* Start Supplied entries *

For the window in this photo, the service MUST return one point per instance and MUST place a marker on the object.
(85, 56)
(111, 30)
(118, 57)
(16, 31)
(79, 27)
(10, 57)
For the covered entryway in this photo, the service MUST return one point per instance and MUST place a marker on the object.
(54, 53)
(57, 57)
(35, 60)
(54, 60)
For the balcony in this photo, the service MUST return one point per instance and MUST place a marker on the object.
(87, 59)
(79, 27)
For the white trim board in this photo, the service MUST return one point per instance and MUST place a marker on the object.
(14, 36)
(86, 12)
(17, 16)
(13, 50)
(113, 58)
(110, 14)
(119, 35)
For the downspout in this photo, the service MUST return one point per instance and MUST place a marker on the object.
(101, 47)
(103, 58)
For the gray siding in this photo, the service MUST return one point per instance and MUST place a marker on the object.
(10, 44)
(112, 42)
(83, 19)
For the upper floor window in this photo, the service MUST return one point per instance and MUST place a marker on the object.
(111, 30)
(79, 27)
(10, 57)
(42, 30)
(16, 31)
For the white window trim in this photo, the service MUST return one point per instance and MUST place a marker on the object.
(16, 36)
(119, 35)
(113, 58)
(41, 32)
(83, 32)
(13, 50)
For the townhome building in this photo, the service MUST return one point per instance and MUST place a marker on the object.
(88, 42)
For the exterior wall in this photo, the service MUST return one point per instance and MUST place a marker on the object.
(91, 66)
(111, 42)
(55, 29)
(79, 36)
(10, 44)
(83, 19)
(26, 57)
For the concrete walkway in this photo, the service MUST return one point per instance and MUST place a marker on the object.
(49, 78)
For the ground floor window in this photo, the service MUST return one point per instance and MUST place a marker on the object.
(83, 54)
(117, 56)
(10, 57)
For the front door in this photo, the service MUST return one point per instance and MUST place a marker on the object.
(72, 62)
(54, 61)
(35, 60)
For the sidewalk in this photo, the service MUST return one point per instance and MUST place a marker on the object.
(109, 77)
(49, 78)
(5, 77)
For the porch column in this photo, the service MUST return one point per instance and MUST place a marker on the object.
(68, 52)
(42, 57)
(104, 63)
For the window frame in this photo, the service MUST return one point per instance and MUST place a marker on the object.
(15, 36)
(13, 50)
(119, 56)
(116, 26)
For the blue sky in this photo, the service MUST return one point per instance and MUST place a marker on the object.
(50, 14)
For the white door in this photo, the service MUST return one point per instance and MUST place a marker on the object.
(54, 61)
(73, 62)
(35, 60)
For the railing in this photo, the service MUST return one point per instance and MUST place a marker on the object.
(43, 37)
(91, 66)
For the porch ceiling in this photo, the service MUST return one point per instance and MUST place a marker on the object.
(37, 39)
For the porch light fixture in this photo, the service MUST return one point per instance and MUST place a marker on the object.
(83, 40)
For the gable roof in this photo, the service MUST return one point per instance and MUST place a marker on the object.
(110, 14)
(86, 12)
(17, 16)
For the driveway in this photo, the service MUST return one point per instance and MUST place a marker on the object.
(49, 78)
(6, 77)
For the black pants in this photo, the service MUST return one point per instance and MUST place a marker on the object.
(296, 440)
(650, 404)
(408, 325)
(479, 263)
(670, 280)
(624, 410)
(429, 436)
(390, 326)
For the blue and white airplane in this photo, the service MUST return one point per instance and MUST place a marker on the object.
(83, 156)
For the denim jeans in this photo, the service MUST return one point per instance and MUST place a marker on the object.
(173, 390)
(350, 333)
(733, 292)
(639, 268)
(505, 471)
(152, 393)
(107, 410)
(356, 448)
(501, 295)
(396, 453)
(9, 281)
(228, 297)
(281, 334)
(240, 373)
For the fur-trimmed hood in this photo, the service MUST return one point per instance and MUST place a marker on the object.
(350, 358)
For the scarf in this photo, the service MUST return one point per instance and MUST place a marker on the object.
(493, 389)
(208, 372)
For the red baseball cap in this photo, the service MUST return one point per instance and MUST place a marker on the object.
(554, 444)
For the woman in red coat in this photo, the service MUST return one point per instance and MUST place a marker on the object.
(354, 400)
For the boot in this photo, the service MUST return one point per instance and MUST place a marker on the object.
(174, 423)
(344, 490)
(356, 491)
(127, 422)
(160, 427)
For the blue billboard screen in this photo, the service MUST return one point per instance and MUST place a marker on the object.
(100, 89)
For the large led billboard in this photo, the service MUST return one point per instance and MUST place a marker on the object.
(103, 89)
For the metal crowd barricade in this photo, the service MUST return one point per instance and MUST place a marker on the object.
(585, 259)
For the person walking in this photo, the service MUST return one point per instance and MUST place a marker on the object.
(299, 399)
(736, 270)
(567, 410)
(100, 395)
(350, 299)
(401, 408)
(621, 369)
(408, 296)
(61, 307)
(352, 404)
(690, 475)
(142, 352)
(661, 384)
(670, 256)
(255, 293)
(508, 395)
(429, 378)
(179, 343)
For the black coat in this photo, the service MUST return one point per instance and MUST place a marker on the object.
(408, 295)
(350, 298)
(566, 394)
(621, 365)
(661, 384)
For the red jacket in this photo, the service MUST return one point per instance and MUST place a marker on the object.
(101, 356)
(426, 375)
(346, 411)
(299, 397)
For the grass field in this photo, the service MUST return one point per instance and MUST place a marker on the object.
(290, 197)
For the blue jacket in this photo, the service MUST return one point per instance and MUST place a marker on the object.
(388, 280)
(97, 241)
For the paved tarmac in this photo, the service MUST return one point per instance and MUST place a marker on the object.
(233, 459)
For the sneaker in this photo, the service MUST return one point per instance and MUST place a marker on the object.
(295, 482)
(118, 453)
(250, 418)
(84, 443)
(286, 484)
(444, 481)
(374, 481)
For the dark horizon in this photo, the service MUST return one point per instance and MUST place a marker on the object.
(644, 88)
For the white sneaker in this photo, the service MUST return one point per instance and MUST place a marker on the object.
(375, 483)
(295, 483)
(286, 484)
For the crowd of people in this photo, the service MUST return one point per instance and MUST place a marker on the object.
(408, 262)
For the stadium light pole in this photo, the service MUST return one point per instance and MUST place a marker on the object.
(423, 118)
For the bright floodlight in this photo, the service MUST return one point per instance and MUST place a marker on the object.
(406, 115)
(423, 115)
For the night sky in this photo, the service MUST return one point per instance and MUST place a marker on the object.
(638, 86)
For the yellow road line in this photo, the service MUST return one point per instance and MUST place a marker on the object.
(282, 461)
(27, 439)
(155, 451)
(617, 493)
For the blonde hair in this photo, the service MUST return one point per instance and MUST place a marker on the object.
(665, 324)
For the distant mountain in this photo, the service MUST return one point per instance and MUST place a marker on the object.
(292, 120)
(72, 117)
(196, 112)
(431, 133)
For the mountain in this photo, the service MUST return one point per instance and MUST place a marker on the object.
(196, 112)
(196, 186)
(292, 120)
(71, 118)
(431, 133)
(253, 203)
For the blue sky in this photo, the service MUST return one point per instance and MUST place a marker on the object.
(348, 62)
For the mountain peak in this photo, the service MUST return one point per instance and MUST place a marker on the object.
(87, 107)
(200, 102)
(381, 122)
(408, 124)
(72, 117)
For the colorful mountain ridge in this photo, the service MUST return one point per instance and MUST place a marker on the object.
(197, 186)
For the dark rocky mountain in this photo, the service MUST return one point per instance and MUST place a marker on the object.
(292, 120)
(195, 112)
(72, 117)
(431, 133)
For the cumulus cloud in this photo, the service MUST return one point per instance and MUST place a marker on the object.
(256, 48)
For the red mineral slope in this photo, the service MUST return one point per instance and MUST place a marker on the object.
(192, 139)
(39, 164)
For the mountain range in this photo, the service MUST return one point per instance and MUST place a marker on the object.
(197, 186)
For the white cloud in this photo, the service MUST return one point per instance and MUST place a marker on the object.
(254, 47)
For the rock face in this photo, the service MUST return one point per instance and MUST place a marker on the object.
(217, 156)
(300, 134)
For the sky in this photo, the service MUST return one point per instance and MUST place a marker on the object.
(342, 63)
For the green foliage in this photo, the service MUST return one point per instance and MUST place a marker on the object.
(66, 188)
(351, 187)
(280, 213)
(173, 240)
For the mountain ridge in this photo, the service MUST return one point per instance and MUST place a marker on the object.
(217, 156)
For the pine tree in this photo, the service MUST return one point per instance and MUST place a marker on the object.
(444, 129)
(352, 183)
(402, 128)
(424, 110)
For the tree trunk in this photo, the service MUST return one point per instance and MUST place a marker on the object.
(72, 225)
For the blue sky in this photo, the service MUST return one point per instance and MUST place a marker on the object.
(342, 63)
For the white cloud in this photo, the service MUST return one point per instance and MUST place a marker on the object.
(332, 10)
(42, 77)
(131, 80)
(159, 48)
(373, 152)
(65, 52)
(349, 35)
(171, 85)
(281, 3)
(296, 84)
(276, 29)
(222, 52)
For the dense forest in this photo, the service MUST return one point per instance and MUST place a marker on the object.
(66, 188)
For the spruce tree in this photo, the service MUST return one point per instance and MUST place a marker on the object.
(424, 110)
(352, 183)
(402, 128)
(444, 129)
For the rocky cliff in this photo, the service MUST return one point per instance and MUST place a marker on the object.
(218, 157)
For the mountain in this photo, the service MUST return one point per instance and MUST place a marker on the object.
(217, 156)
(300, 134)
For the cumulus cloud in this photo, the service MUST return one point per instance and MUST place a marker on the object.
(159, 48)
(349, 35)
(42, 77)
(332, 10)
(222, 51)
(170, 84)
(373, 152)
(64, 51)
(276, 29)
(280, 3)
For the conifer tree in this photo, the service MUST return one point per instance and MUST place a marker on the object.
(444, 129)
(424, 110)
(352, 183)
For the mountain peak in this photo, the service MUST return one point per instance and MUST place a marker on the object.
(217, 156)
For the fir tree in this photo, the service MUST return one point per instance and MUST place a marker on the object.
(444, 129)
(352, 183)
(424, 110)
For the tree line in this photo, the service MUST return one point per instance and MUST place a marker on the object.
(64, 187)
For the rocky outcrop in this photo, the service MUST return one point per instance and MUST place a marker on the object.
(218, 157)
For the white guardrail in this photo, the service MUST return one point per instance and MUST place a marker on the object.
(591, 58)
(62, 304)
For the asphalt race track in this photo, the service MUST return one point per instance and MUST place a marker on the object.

* End Supplied entries *

→ **Exercise objective**
Restate the final lines of the listing above word for word, beginning at the line that contains "For the tree line".

→ **Response to the task**
For the tree line in this photo, the service MUST return one point per instance and MUST place a marker on the object.
(64, 187)
For the rocky outcrop in this photo, the service MUST return one point per instance and MUST place a marker on the object.
(218, 157)
For the white guardrail in this photo, the service MUST return one point per instance and MUST place a marker on the object.
(591, 58)
(62, 304)
For the asphalt race track in this photo, the service MUST return one point per instance and MUST place a marker on the object.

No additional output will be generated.